→ **CONSIGNE 1**
Recopiez, dans le texte sur le radium et la température interne de la Terre, le passage qui va de « Pour éviter cette » jusqu'à « semble plus admissible. ».
→ **CONSIGNE 2**
Poursuivez le texte sur le radium et la température interne de la Terre en reprenant juste après sa dernière phrase.

→ **TEXTE EXTRAIT**
..............................

Pour éviter cette conclusion, M. Strutt a admis que la teneur en radium est uniforme seulement dans une couche superficielle et que le noyau central ne renferme pas de matières radioactives. On est amené ainsi à assigner à la croûte active une épaisseur de 75km, en tenant compte seulement du radium. Dans cette hypothèse la température du noyau central serait constante, et il est facile de la calculer. En admettant la valeur déjà indiquée pour la conductibilité thermique des roches, on trouve que cette température est d’environ 1500o. Cette température ne parait pas absolument incompatible avec les données déduites des phénomènes volcaniques ; ainsi la température de la lave de l’Etna est environ 1060o. En tenant compte de l’activité du thorium on obtiendrait une température interne d’environ 500o, et l’hypothèse de l’équilibre thermique ne semble plus admissible.

..............................

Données

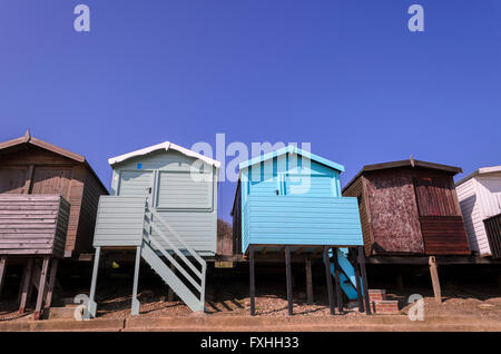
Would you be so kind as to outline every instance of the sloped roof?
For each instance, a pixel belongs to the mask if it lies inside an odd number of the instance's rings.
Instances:
[[[479,175],[485,175],[485,174],[493,174],[493,173],[501,173],[501,165],[498,166],[489,166],[489,167],[480,167],[477,170],[474,170],[473,173],[471,173],[470,175],[461,178],[455,185],[462,185],[463,183],[465,183],[466,180],[479,176]]]
[[[92,167],[89,165],[89,163],[86,160],[85,156],[79,155],[79,154],[75,154],[75,153],[72,153],[70,150],[60,148],[60,147],[58,147],[56,145],[52,145],[50,142],[47,142],[47,141],[40,140],[38,138],[35,138],[35,137],[31,136],[29,129],[26,130],[26,134],[22,137],[0,142],[0,151],[8,150],[10,148],[20,147],[22,145],[36,146],[36,147],[42,148],[45,150],[51,151],[53,154],[57,154],[57,155],[63,156],[66,158],[69,158],[71,160],[75,160],[77,163],[84,164],[90,170],[90,173],[94,175],[94,177],[99,181],[99,185],[102,187],[102,189],[108,193],[108,189],[105,187],[105,185],[102,184],[101,179],[98,177],[98,175],[92,169]]]
[[[399,161],[391,161],[391,163],[383,163],[383,164],[373,164],[373,165],[365,165],[356,175],[352,178],[352,180],[348,181],[346,186],[343,187],[343,191],[348,188],[360,176],[362,176],[365,173],[374,171],[374,170],[381,170],[381,169],[389,169],[389,168],[399,168],[399,167],[423,167],[423,168],[430,168],[430,169],[436,169],[450,173],[452,175],[461,174],[463,170],[461,167],[455,166],[449,166],[449,165],[441,165],[441,164],[434,164],[434,163],[428,163],[422,160],[415,160],[414,158],[409,158],[406,160],[399,160]]]
[[[128,159],[134,158],[134,157],[145,156],[145,155],[151,154],[154,151],[158,151],[158,150],[166,150],[167,151],[169,149],[179,151],[183,155],[186,155],[186,156],[189,156],[189,157],[194,157],[194,158],[200,159],[200,160],[203,160],[204,163],[206,163],[208,165],[215,166],[216,168],[220,167],[220,163],[219,161],[216,161],[216,160],[214,160],[214,159],[212,159],[212,158],[209,158],[207,156],[204,156],[202,154],[198,154],[198,153],[191,151],[189,149],[186,149],[186,148],[184,148],[184,147],[181,147],[179,145],[176,145],[174,142],[170,142],[170,141],[164,141],[164,142],[157,144],[157,145],[153,145],[153,146],[149,146],[149,147],[146,147],[146,148],[132,151],[132,153],[124,154],[124,155],[120,155],[120,156],[117,156],[117,157],[111,157],[110,159],[108,159],[108,164],[114,166],[114,165],[124,163],[125,160],[128,160]]]
[[[274,157],[277,157],[277,156],[281,156],[281,155],[285,155],[285,154],[297,154],[299,156],[303,156],[303,157],[306,157],[306,158],[311,159],[312,161],[316,161],[318,164],[322,164],[322,165],[325,165],[325,166],[331,167],[333,169],[336,169],[340,173],[344,171],[344,166],[343,165],[340,165],[337,163],[327,160],[326,158],[320,157],[320,156],[317,156],[315,154],[312,154],[310,151],[302,150],[302,149],[299,149],[298,147],[296,147],[294,145],[288,145],[288,146],[284,147],[282,149],[278,149],[278,150],[265,154],[265,155],[256,156],[256,157],[254,157],[254,158],[252,158],[252,159],[249,159],[247,161],[240,163],[238,165],[238,168],[239,169],[244,169],[244,168],[247,168],[247,167],[249,167],[252,165],[256,165],[258,163],[262,163],[262,161],[265,161],[265,160],[269,160],[269,159],[272,159]]]

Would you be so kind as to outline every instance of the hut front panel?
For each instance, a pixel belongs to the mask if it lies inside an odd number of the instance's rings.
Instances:
[[[469,255],[470,245],[461,216],[420,218],[428,255]]]
[[[68,215],[58,195],[1,195],[0,254],[62,257]]]
[[[412,175],[402,169],[365,174],[372,253],[424,254]]]
[[[485,227],[482,222],[480,201],[475,193],[477,180],[471,178],[459,185],[455,190],[460,200],[460,207],[463,215],[464,227],[466,229],[470,248],[480,255],[490,255],[491,249],[485,234]]]
[[[356,198],[250,195],[246,204],[244,252],[249,244],[363,245]]]
[[[149,195],[158,214],[188,245],[200,255],[216,253],[215,167],[175,150],[160,150],[115,167],[111,188],[118,196]],[[156,225],[169,235],[161,223]]]

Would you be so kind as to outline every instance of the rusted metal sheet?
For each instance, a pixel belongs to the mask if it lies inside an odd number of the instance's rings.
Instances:
[[[493,258],[501,258],[501,214],[483,220]]]
[[[461,216],[422,216],[420,222],[428,255],[469,255],[471,253]]]
[[[372,254],[423,254],[412,176],[402,169],[386,169],[364,177],[373,233]]]

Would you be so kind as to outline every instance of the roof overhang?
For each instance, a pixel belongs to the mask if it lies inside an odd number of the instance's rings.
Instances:
[[[146,148],[132,151],[132,153],[124,154],[124,155],[120,155],[120,156],[117,156],[117,157],[111,157],[111,158],[108,159],[108,164],[110,166],[115,166],[115,165],[121,164],[121,163],[124,163],[124,161],[126,161],[126,160],[128,160],[130,158],[145,156],[145,155],[151,154],[154,151],[158,151],[158,150],[166,150],[166,151],[168,151],[170,149],[179,151],[183,155],[186,155],[186,156],[189,156],[189,157],[203,160],[204,163],[206,163],[208,165],[212,165],[212,166],[214,166],[216,168],[220,167],[220,163],[219,161],[214,160],[214,159],[212,159],[212,158],[209,158],[207,156],[204,156],[202,154],[198,154],[198,153],[191,151],[189,149],[186,149],[186,148],[184,148],[184,147],[181,147],[179,145],[176,145],[174,142],[170,142],[170,141],[164,141],[161,144],[149,146],[149,147],[146,147]]]

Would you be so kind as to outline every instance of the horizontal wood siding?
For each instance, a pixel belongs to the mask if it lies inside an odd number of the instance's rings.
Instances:
[[[358,201],[358,214],[360,220],[362,224],[362,233],[364,236],[364,250],[365,255],[371,255],[372,249],[372,235],[371,235],[371,225],[369,220],[367,213],[367,201],[365,200],[364,185],[363,185],[363,176],[356,178],[356,180],[343,191],[344,197],[355,197]]]
[[[94,246],[140,246],[145,224],[144,197],[101,196]]]
[[[356,198],[250,195],[247,203],[248,244],[363,245]]]
[[[492,216],[483,223],[485,224],[492,257],[501,258],[501,214]]]
[[[59,195],[0,195],[0,254],[62,257],[68,215]]]
[[[461,216],[420,217],[426,255],[468,255],[470,246]]]

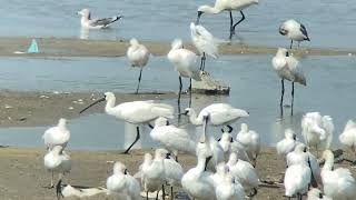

..............................

→ **RÉPONSE ATTENDUE 1**
Pour éviter cette conclusion, M. Strutt a admis que la teneur en radium est uniforme seulement dans une couche superficielle et que le noyau central ne renferme pas de matières radioactives. On est amené ainsi à assigner à la croûte active une épaisseur de 75km, en tenant compte seulement du radium. Dans cette hypothèse la température du noyau central serait constante, et il est facile de la calculer. En admettant la valeur déjà indiquée pour la conductibilité thermique des roches, on trouve que cette température est d’environ 1500o. Cette température ne parait pas absolument incompatible avec les données déduites des phénomènes volcaniques ; ainsi la température de la lave de l’Etna est environ 1060o. En tenant compte de l’activité du thorium on obtiendrait une température interne d’environ 500o, et l’hypothèse de l’équilibre thermique ne semble plus admissible.

→ **RÉPONSE ATTENDUE 2**
On ne voit, d’ailleurs, a priori, aucune raison pour maintenir cette hypothèse. Le réchauffement de la Terre, en vertu des phénomènes radioactifs, est nécessairement très lent. On peut calculer que, si la Terre est d’abord supposée tout entière à la température ordinaire et que la distribution des matières radioactives soit uniforme, un temps de l’ordre d’un milliard d’années sera nécessaire pour que le gradient actuel soit établi à la surface.

Les considérations précédentes supposent que les phénomènes radioactifs ne sont pas modifiés par les conditions de température et de pression à l’intérieur du globe.

De toute façon il n’est pas douteux que la radioactivité joue un rôle important en ce qui concerne les conditions thermiques de la Terre. Ainsi, on a signalé que les régions particulièrement riches en matière active se distinguent en même temps par une valeur anormale et particulièrement élevée du gradient ; cette observation a été faite pour le tunnel du Simplon dans lequel l’ionisation de l’air présente une valeur élevée[1].

  1. Wulf, Phys. Zeit., 1909.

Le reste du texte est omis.